FRAGMENTO PARA LEER:
Como ha repetido el citado Trapiello, Leopoldo Panero, y su amigo Luis Rosales (que también aparece en la película) y, en fin, algunos poetas afectos, como ellos, al régimen de Franco, ganaron la guerra pero perdieron su sitio en los manuales literarios; en el canon de su tiempo. Panero no fue un mal poeta. Mucho mejor que otros situados, sin porqué, en ciertos pedestales. Lo curioso es que dos de sus hijos también dieran en poeta. El primogénito, Juan Luis, lo fue, digamos, de la experiencia y sus versos destilan un tono cernudiano, borgeano y anglosajón indiscutibles. Leopoldo María quiso ser un poeta maldito que siguió los pasos de otros atormentados como él; drogadicto y bebedor desde muy pronto, carne de cárcel y de sanatorio psiquiátrico. Esa tensión literaria se traslada a la vida, o viceversa, y las diferencias poéticas demuestran a las claras sus disensiones existenciales.
Los Panero, ahora que todos han muerto sin descendencia, jugaron a un “fin de raza astorgano”, y lo consiguieron.
La frustración, la derrota, el dolor, la enfermedad (en diferentes patologías), el exceso, la locura (“que no se deduce de la palabra, sino del gesto”), la bebida y las drogas fueron signos inequívocos de sus respectivas identidades y de eso da buena cuenta El desencanto, una palabra, por cierto, que define muy bien la temporada en el infierno que les tocó vivir. Al fondo, cómo no, la muerte. La del marido y padre, ante todas. “Me rejuvenecí”, dice Felicidad. A “la feliz muerte de nuestro padre”, alude uno de los hermanos. Por lo que supuso de cambio de rumbo para todos. De nueva historia. Desde la desconsolada viuda (qué intensos esos momentos en los que narra las últimas horas de su marido) a Juan Luis, que parece querer “ocupar el lugar del padre”, pasando por cualquiera de sus hijos que reconocen, por ejemplo, las dificultades económicas a que se vieron abocados desde ese fatal instante. Esa muerte marca un antes y un después para todos.

ACTIVIDAD 1:
Copia la parte del fragmento sobre los Panero que empieza con las palabras de "Como ha repetido" y termina con "sus disensiones existenciales.", pero sustituye "poeta maldito" por "poeta romántico".
ACTIVIDAD 2:
Responde estas preguntas según el fragmento sobre los Panero.
(a) ¿Qué amigo de Leopoldo Panero aparece también en la película?
(b) ¿Qué dice Felicidad sobre la muerte de su marido?
(c) ¿Sin qué han muerto todos los Panero?
ACTIVIDAD 3:
Escribe la continuación del fragmento sobre los Panero a partir de la última oración.
Las entradas no tienen ninguna relación con el fragmento sobre los Panero.

INFORMACIÓN:
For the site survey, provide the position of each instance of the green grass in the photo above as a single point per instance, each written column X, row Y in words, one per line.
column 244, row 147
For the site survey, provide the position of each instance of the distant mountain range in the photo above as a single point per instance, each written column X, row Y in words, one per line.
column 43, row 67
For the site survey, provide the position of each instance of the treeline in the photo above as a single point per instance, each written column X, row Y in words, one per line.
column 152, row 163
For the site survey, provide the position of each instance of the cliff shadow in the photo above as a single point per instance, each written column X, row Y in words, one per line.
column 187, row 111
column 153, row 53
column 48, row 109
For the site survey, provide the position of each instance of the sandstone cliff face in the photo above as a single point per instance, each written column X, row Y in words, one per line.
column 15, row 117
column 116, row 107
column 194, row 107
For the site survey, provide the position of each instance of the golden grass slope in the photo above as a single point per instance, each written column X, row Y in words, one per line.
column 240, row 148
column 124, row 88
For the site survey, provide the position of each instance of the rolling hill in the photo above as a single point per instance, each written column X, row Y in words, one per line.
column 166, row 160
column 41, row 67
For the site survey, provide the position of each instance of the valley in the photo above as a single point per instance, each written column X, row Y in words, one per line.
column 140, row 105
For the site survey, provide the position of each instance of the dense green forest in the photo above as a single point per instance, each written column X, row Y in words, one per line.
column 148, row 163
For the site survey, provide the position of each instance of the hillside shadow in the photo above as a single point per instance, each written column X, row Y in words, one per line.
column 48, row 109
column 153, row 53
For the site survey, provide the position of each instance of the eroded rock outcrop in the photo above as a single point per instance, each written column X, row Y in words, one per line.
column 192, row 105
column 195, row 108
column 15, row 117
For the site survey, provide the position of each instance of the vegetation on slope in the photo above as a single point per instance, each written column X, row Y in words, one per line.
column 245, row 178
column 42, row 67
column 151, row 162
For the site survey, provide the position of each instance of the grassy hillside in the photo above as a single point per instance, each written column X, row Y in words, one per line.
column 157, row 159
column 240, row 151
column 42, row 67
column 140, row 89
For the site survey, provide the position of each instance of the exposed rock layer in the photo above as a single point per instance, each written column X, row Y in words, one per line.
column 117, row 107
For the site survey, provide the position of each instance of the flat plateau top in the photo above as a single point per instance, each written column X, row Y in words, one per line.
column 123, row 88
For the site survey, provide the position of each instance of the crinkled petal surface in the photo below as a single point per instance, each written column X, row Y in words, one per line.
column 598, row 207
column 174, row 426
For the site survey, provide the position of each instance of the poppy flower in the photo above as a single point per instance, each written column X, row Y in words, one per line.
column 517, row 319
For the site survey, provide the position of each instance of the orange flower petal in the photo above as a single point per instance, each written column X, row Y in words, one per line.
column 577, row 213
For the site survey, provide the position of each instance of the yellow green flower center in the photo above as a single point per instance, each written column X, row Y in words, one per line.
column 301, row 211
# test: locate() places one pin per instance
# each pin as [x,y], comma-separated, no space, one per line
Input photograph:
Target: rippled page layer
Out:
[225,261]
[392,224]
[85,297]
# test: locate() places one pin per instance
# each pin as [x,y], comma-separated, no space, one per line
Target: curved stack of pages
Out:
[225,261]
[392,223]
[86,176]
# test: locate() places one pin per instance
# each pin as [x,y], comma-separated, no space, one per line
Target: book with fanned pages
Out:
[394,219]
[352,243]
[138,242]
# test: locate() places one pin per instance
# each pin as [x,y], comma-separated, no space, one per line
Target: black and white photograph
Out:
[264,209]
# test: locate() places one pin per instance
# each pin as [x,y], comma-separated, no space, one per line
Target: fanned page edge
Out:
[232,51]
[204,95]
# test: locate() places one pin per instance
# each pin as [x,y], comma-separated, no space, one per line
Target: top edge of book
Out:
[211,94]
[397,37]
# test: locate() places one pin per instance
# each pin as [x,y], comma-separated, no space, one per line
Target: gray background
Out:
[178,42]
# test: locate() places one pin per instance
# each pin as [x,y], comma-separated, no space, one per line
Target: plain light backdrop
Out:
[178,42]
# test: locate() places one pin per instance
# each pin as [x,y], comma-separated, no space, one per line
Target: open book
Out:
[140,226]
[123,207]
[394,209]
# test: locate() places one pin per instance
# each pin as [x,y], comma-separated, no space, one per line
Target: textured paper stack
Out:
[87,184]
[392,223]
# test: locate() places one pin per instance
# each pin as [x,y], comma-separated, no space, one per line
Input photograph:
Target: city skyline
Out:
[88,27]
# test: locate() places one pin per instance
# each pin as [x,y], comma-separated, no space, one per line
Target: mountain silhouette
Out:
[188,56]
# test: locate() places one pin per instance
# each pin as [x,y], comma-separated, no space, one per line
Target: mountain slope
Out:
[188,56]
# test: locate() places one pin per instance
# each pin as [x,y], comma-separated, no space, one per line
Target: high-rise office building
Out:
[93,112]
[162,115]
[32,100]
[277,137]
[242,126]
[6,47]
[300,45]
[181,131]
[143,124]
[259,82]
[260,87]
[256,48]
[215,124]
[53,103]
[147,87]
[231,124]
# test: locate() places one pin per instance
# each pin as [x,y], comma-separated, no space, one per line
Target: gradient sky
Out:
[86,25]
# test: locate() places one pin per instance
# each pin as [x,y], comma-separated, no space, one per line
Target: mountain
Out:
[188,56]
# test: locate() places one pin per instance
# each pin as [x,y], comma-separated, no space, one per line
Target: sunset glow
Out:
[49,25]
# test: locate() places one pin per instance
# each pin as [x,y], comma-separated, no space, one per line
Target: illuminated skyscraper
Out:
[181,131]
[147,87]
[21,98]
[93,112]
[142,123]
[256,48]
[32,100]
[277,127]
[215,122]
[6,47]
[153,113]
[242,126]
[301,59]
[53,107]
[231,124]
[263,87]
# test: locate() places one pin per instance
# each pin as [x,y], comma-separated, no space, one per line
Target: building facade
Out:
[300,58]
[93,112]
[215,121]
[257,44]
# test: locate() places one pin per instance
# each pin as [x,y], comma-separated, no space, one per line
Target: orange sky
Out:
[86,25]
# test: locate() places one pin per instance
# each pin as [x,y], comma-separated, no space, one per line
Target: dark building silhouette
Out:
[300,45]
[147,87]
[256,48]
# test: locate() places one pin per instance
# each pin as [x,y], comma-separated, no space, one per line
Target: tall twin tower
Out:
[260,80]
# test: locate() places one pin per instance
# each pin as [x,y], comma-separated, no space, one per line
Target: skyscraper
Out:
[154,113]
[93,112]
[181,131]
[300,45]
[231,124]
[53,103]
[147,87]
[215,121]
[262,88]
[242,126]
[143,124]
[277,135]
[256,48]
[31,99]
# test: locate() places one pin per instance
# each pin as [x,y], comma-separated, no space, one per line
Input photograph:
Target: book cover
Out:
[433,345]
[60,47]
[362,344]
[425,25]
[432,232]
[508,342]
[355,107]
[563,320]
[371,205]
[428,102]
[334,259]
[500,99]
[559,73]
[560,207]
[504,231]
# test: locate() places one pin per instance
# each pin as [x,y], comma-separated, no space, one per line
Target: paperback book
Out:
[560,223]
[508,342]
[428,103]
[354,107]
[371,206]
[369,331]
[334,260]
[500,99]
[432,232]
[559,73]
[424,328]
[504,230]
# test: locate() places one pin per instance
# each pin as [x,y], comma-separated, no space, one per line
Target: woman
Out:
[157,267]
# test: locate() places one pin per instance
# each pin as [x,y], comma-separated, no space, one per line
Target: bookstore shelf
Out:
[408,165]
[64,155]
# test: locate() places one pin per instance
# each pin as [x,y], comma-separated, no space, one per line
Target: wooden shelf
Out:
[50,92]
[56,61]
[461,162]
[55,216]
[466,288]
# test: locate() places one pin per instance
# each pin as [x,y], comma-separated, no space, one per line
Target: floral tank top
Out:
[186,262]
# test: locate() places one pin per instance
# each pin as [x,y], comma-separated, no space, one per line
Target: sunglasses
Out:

RESULTADO 1:
Como ha repetido el citado Trapiello, Leopoldo Panero, y su amigo Luis Rosales (que también aparece en la película) y, en fin, algunos poetas afectos, como ellos, al régimen de Franco, ganaron la guerra pero perdieron su sitio en los manuales literarios; en el canon de su tiempo. Panero no fue un mal poeta. Mucho mejor que otros situados, sin porqué, en ciertos pedestales. Lo curioso es que dos de sus hijos también dieran en poeta. El primogénito, Juan Luis, lo fue, digamos, de la experiencia y sus versos destilan un tono cernudiano, borgeano y anglosajón indiscutibles. Leopoldo María quiso ser un poeta romántico que siguió los pasos de otros atormentados como él; drogadicto y bebedor desde muy pronto, carne de cárcel y de sanatorio psiquiátrico. Esa tensión literaria se traslada a la vida, o viceversa, y las diferencias poéticas demuestran a las claras sus disensiones existenciales.

RESULTADO 2:
(a) Luis Rosales.
(b) "Me rejuvenecí".
(c) Sin descendencia.

RESULTADO 3:
Gente rara, estos Panero. Personajes molestos. Histriónicos. Entre lo sublime, siquiera sea por la poesía que revelaron, y lo patético, a consecuencia de su sordidez angustiosa. Película o documental raro, el de Chávarri, que tuvo, conviene recordarlo, una secuela: Después de tantos años, de Ricardo Franco (1994), donde, esta vez en color, los tres hermanos vuelven sobre sus asuntos tras la muerte de su madre.
En los fotogramas finales de El desencanto aparece un poema impreso de Leopoldo Panero, “Epitafio”, que reproduzco aquí como colofón de este artículo sobre una película donde, para bien o para mal, la poesía y los poetas son un protagonista más.

Ha muerto
acribillado por los besos de sus hijos,
absuelto por los ojos más dulcemente azules
y con el corazón más tranquilo que otros días,
el poeta Leopoldo Panero,
que nació en la ciudad de Astorga
y maduró su vida bajo el silencio de una encina. 

Que amó mucho,
bebió mucho y ahora,
vendados sus ojos,
espera la resurrección de la carne
aquí, bajo esta piedra.

Nota: Este texto se ha publicado en Versión Original. Revista de cine, nº 250, julio-agosto, 2016, págs. 28-29.